Your goal - Count how many lines below contain the string "reflection", with case counting, and give only that number.

Input -
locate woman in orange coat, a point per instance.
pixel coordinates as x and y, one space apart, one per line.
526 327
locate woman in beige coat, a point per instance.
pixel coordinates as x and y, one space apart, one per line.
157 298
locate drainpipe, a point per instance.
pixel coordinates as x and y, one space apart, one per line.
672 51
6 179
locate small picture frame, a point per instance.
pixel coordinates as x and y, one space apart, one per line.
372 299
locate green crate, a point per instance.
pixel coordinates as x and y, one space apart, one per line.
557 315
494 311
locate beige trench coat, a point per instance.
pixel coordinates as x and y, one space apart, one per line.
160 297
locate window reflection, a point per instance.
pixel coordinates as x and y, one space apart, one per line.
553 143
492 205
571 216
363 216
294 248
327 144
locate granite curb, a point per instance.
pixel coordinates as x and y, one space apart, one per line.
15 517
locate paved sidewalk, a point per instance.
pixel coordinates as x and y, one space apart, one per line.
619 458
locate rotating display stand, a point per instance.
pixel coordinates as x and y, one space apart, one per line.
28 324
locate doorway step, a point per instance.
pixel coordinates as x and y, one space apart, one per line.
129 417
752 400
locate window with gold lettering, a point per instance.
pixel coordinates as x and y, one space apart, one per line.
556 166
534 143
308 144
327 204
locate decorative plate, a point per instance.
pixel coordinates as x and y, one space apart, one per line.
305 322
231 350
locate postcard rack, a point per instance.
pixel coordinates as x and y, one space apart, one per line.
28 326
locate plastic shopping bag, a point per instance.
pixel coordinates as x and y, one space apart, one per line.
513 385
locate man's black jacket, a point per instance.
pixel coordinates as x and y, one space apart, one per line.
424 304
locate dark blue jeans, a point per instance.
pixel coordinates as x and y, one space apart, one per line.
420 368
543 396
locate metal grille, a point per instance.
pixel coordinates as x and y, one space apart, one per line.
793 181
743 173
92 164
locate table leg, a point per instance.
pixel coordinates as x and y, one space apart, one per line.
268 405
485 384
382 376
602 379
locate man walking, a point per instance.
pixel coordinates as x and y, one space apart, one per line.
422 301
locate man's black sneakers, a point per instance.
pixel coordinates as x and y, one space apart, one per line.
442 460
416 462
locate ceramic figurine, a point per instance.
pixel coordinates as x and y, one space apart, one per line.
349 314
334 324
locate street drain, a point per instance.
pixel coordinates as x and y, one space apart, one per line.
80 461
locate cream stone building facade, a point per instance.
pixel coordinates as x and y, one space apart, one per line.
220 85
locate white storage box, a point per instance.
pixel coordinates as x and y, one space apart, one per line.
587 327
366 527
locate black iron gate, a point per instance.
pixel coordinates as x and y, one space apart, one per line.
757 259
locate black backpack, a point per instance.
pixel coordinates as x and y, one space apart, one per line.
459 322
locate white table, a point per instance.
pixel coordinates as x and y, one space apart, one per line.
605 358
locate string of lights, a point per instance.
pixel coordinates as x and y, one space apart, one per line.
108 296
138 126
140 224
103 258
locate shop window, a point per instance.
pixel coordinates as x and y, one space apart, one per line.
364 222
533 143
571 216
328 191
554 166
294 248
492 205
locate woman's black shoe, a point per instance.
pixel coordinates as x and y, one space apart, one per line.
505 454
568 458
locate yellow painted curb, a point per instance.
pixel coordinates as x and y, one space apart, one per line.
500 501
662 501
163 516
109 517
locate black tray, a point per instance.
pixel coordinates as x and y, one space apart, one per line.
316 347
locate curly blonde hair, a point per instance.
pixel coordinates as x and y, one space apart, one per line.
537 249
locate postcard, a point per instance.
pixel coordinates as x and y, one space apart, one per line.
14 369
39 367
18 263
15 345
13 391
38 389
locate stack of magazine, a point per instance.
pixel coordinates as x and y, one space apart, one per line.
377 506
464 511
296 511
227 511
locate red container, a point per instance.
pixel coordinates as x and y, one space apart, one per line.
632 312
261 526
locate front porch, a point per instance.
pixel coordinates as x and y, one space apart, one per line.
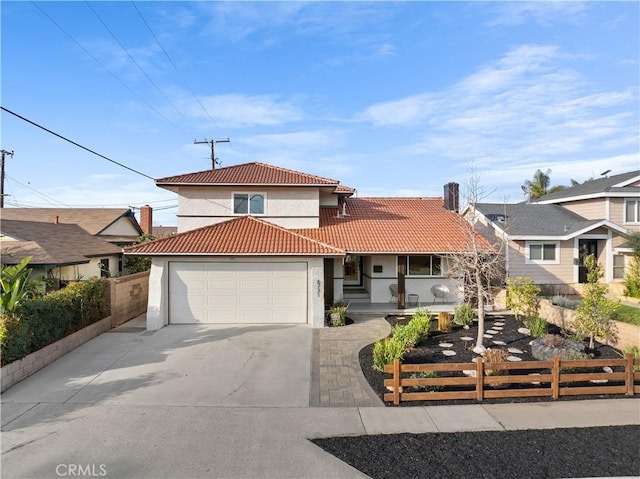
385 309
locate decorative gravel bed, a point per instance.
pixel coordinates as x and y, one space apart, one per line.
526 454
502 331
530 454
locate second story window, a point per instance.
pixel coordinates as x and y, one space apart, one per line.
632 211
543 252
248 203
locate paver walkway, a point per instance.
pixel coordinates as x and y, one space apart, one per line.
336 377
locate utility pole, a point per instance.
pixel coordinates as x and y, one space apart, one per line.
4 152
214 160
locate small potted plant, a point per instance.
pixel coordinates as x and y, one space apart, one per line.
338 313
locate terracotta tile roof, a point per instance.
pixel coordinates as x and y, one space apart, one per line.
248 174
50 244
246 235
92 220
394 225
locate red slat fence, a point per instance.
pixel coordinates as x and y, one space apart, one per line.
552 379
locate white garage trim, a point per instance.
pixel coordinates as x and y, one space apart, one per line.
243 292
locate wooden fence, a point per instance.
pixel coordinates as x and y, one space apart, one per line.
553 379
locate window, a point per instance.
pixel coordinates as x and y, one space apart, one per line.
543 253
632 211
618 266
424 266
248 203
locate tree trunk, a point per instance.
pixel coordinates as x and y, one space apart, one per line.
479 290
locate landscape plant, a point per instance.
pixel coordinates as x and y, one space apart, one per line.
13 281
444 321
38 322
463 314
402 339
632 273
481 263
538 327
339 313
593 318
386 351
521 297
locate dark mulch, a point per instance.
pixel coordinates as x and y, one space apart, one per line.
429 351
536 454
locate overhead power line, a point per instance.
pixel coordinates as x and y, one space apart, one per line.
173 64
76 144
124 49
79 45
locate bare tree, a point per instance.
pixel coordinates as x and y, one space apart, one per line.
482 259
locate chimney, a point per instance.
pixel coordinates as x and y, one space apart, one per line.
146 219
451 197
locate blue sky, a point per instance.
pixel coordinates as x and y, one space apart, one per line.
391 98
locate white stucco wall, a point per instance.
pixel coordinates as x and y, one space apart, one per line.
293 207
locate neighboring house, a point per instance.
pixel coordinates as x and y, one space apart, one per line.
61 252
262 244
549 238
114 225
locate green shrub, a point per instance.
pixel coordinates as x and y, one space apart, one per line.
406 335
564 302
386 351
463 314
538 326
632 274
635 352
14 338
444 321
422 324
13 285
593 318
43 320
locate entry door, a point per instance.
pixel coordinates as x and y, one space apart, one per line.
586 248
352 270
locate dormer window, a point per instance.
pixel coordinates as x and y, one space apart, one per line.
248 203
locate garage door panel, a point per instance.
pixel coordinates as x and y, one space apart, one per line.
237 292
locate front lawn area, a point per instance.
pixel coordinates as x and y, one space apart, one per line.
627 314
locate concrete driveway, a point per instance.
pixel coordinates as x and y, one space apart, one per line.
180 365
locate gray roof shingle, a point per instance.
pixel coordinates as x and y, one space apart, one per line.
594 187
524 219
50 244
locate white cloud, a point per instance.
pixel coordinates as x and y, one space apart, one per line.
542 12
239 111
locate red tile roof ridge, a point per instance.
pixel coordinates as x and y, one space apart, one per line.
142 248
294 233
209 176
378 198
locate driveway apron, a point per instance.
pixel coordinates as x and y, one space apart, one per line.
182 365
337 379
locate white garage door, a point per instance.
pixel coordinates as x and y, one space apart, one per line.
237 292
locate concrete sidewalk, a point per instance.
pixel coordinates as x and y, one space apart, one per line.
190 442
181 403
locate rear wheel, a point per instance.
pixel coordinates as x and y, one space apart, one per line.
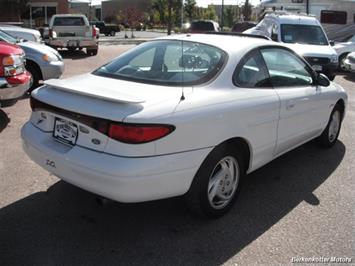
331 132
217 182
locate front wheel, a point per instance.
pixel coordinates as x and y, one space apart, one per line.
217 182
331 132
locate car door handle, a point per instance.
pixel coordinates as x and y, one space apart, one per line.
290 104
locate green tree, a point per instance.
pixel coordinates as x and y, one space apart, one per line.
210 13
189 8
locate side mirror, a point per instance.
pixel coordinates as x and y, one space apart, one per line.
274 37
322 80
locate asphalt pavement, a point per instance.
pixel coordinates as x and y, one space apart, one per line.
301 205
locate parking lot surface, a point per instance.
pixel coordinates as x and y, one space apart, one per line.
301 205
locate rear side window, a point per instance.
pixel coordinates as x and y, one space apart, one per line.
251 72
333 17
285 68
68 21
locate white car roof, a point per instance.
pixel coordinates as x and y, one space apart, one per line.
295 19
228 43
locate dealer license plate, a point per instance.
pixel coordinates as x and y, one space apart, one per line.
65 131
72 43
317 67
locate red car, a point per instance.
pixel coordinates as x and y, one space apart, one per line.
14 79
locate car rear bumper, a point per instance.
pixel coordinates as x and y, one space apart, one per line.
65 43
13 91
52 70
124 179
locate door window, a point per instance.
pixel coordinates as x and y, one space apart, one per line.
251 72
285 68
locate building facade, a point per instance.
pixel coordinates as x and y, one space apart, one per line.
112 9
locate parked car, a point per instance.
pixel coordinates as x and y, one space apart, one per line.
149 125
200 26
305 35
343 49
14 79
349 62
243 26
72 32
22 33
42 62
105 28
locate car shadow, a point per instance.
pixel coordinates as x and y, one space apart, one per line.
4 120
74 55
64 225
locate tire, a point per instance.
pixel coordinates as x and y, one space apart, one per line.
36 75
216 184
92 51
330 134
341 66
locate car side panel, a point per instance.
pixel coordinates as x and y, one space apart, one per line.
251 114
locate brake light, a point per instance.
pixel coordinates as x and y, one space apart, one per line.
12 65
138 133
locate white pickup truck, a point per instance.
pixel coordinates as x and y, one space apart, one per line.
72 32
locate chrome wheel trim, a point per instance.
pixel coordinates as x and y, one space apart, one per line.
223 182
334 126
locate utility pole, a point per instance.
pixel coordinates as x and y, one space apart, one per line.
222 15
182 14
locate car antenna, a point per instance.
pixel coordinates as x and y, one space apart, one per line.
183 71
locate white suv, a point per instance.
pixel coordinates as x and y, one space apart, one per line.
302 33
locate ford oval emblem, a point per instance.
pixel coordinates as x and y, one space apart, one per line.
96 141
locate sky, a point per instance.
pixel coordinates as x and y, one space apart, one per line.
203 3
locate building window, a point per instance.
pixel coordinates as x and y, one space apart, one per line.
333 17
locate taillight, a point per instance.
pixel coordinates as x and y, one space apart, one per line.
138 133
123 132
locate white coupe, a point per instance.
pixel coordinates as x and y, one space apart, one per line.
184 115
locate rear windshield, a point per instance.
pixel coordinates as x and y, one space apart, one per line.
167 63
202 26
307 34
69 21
...
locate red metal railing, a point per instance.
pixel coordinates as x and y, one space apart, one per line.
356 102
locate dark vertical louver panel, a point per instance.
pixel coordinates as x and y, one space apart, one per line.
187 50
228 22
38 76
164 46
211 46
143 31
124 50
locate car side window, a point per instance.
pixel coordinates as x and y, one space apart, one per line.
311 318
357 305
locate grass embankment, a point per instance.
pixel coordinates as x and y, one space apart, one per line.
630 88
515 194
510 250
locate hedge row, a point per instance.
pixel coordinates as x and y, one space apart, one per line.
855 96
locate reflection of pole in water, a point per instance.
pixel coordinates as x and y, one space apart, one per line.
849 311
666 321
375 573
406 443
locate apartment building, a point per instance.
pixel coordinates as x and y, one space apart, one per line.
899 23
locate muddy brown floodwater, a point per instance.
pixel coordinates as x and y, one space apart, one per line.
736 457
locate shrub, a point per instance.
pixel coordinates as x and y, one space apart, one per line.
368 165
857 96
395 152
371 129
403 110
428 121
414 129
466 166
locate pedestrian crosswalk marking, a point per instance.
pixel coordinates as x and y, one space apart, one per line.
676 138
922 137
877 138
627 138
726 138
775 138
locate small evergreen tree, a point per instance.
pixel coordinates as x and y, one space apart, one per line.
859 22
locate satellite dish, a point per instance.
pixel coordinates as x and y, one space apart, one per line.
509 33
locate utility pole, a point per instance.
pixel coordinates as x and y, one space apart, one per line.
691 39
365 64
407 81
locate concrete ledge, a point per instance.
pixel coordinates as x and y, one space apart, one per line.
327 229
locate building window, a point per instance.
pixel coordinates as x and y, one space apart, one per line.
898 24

Reply to the exercise - 2